Annotated coordinate items:
▬▬▬▬▬▬
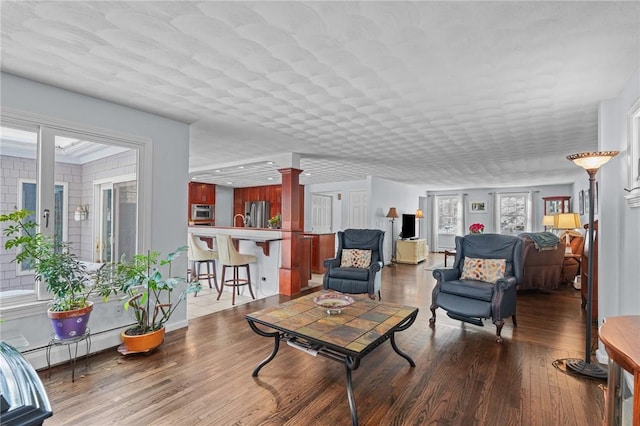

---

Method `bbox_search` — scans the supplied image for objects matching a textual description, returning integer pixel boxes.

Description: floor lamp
[387,207,400,265]
[567,151,618,379]
[553,213,591,254]
[416,209,424,238]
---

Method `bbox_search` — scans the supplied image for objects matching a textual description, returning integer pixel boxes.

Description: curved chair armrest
[323,257,340,268]
[433,269,460,283]
[494,276,518,291]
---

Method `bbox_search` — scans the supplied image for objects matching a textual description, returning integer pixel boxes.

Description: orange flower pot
[120,327,165,353]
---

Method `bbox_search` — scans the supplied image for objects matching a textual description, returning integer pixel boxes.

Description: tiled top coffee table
[246,292,418,425]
▬▬▬▬▬▬
- **Directions**
Change every "Method" in the items above to "Function", leaving all else unchanged. Leave the pictures out of your answer.

- **Answer in full**
---

Function `bbox_search` — scans the supplied image for objects matching a textual description, returning integer pixel boxes.

Description: floor lamp
[387,207,400,265]
[567,151,618,379]
[553,213,591,254]
[416,209,424,238]
---

Function `bbox_search` — scans the supplied image for objects matching a textual description, returning integer pixel boxes.

Description: curved chair armrest
[323,257,340,268]
[433,269,460,283]
[494,276,518,291]
---

Function `bbox_search` — scans the supplied image for objects matching a textual description, returning integer pixel boxes.

Description: orange flower pot
[120,327,165,353]
---

Function `bbox_search` — scans the supplied image for objects matching a textual description, returning integer pixel boxes.

Description: tiled top coffee table
[246,292,418,425]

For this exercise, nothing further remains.